## begin EXTRACTED TEXT
Senior Judge of the United States District Court for the Northern District of Texas
- In office December 30, 1986 – October 2, 2000

Chief Judge of the United States District Court for the Northern District of Texas
- In office 1977–1986
- Preceded by: William McLaughlin Taylor Jr.
- Succeeded by: Robert William Porter

Judge of the United States District Court for the Northern District of Texas
- In office June 7, 1968 – December 30, 1986
- Appointed by: Lyndon B. Johnson
- Preceded by: Joseph Brannon Dooley
- Succeeded by: Samuel Ray Cummings

Personal details
- Born: Halbert Owen Woodward April 8, 1918 Coleman, Texas, U.S.
- Died: October 2, 2000 (aged 82) Brownwood, Texas, U.S.
- Education: University of Texas at Austin (BBA, LLB)
## end EXTRACTED TEXT
## begin GIVEN DATA
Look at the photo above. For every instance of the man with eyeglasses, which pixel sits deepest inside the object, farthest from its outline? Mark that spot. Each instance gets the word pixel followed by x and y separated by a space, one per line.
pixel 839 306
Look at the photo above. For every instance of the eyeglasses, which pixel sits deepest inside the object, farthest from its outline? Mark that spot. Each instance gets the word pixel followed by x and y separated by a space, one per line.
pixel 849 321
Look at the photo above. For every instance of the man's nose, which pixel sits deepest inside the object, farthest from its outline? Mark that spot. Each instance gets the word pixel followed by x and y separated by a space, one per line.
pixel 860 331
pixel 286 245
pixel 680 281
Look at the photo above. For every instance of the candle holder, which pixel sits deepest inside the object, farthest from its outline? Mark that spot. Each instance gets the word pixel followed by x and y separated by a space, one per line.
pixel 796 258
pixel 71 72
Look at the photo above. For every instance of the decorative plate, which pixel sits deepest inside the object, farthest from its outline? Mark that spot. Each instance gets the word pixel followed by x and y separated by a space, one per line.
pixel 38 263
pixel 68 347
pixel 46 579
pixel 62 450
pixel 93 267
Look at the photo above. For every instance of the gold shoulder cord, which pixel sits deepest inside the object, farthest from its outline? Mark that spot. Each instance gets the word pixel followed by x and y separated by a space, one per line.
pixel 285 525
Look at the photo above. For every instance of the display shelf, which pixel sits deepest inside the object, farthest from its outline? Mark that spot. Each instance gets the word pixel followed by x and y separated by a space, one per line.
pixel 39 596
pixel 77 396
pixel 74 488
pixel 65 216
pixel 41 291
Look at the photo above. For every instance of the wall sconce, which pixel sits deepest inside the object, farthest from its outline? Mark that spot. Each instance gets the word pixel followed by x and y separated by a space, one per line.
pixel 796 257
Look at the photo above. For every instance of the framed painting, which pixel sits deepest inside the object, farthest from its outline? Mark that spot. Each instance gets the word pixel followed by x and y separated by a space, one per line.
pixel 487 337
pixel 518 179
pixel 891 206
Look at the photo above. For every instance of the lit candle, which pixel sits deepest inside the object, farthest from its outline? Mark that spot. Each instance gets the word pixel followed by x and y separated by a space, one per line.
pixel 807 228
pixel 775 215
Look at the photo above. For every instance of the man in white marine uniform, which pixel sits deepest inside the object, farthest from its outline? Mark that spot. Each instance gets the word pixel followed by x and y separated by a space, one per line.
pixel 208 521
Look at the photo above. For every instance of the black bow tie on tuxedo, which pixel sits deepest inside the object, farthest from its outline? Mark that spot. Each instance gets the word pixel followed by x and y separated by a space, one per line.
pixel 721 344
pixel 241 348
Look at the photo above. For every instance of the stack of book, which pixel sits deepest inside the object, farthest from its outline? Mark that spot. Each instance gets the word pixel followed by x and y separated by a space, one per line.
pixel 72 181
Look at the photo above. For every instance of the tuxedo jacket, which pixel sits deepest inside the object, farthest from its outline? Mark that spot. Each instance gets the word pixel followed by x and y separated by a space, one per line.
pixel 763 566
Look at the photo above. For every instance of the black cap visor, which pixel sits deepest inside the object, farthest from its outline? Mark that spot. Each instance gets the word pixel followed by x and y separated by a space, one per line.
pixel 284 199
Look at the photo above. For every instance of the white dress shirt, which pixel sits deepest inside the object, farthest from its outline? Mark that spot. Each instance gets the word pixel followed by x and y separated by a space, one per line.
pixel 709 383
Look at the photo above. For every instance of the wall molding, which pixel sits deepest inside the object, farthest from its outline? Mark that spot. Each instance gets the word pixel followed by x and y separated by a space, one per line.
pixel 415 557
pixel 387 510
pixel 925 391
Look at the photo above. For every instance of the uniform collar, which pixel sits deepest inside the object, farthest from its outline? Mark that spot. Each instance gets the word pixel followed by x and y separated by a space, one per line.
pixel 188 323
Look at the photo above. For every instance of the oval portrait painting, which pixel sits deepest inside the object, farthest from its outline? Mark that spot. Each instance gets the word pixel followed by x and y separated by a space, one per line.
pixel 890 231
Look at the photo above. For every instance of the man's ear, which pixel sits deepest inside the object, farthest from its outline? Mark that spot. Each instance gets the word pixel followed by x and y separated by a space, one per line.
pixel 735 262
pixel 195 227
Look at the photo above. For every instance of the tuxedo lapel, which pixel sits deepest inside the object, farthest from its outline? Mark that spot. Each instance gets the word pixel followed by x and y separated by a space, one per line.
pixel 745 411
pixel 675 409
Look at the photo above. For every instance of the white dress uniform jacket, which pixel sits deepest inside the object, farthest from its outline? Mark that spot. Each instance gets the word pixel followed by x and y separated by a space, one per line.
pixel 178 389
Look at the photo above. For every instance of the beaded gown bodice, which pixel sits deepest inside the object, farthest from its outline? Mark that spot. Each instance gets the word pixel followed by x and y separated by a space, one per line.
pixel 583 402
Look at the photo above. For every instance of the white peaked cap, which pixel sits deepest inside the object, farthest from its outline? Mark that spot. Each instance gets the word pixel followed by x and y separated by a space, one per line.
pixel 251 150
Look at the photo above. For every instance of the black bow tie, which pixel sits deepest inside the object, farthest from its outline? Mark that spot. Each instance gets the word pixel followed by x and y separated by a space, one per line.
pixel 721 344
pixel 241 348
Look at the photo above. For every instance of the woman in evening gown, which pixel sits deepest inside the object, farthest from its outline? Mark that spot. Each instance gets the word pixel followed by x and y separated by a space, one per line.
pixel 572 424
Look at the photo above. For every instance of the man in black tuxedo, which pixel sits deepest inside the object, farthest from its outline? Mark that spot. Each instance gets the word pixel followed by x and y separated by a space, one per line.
## end GIVEN DATA
● **WRITTEN EXERCISE A**: Reproduce the part of the Halbert Owen Woodward career summary starting with "Personal details" and going on through "Austin (BBA, LLB)".
● **WRITTEN EXERCISE B**: In the Halbert Owen Woodward career summary, which president appointed him as a judge of the United States District Court for the Northern District of Texas?
● **WRITTEN EXERCISE C**: Extend the Halbert Owen Woodward career summary past its last line.

● **EXERCISE ANSWER A**:
Personal details
- Born: Halbert Owen Woodward April 8, 1918 Coleman, Texas, U.S.
- Died: October 2, 2000 (aged 82) Brownwood, Texas, U.S.
- Education: University of Texas at Austin (BBA, LLB)

● **EXERCISE ANSWER B**: Lyndon B. Johnson

● **EXERCISE ANSWER C**:
= Halbert Owen Woodward =

American judge

Halbert Owen Woodward (April 8, 1918 – October 2, 2000) was a United States district judge of the United States District Court for the Northern District of Texas.

==Education and career==

Born in Coleman, Texas, Woodward received a Bachelor of Business Administration degree from the University of Texas at Austin in 1940 and a Bachelor of Laws from the University of Texas School of Law in 1940. He was a hearing examiner for the Texas Employment Commission from 1940 to 1941. He was a title examiner for the Humble Oil and Refining Company from 1941 to 1942. He was in the United States Navy as a Lieutenant during World War II, from 1942 to 1945. He was a land and title supervisor for the Humble Oil and Refining Company from 1945 to 1949. He was in private practice in Coleman from 1949 to 1968. He was a member of the Highway Commission of the State of Texas from 1959 to 1968, and chairman from 1967 to 1968.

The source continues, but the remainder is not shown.